:: PROBLEM SET ::
#1 Using the passage on sibling fighting, explain why parents should connect with each child's emotional state.
#2 In the passage on sibling fighting, what role should the parent take in place of "judge and jury"?
#3 Say whether each statement agrees with the passage on sibling fighting, and quote the words that decide it: (a) Parents can make sibling harmony happen. (b) The book includes dialogue. (c) The book recommends labeling children.

:: EXTRACTED TEXT ::

────

Wouldn’t it be nice if your Mother’s Day gift from your children would be their promise never to fight again and to love each other always. As much as we try for sibling love and harmony, we cannot make it happen. But we can influence their relationship, their treatment of one another and the respect and support they give each other. In her new book, Peaceful Parent, Happy Siblings, Dr. Laura Markam shows us step by step, complete with dialogue, how to stop the fighting and build thoughtful, considerate connections between our children.
Instead of punishing, banishing, labeling, fixing the problem, and otherwise setting our children up to compete with one another, this book helps parents understand how important it is to connect with each child’s emotional state so that they learn to understand and respect each other’s. When that happens, children are well equipped to work out their differences through problem solving and conflict resolution with you acting as “interpreter” and coach rather than judge and jury.
Dr. Markam and I could not agree more on the power of connection to help children learn to both understand and then regulate their emotions. When we connect with each child’s individual needs, we help build their self-confidence and thus their capacity to resolve conflicts with each other now and in relationships throughout their lives.

────

:: ENTRIES SHOWN ::
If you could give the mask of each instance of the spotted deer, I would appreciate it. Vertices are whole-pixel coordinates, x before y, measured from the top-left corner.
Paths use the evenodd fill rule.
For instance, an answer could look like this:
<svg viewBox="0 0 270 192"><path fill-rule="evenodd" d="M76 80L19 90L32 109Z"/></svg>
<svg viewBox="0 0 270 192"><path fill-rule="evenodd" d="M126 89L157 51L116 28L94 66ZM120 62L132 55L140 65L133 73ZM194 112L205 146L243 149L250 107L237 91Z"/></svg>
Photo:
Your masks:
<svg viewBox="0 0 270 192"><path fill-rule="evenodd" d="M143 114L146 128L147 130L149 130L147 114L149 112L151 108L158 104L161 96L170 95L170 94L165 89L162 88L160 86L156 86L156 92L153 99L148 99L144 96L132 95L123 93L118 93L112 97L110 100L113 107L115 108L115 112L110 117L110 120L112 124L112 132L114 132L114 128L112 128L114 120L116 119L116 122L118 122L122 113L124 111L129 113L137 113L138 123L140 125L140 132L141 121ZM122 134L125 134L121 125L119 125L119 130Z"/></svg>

────

:: SOLVED PROBLEMS ::
#1 Connecting with each child's emotional state helps the children learn to understand and respect each other's emotions. Children are then well equipped to work out their differences through problem solving and conflict resolution, with the parent acting as "interpreter" and coach. Connecting with each child's individual needs also builds their self-confidence and, through that, their capacity to resolve conflicts with each other.

#2 The parent acts as "interpreter" and coach.

#3
(a) No: "we cannot make it happen."
(b) Yes: "step by step, complete with dialogue"
(c) No: "Instead of punishing, banishing, labeling"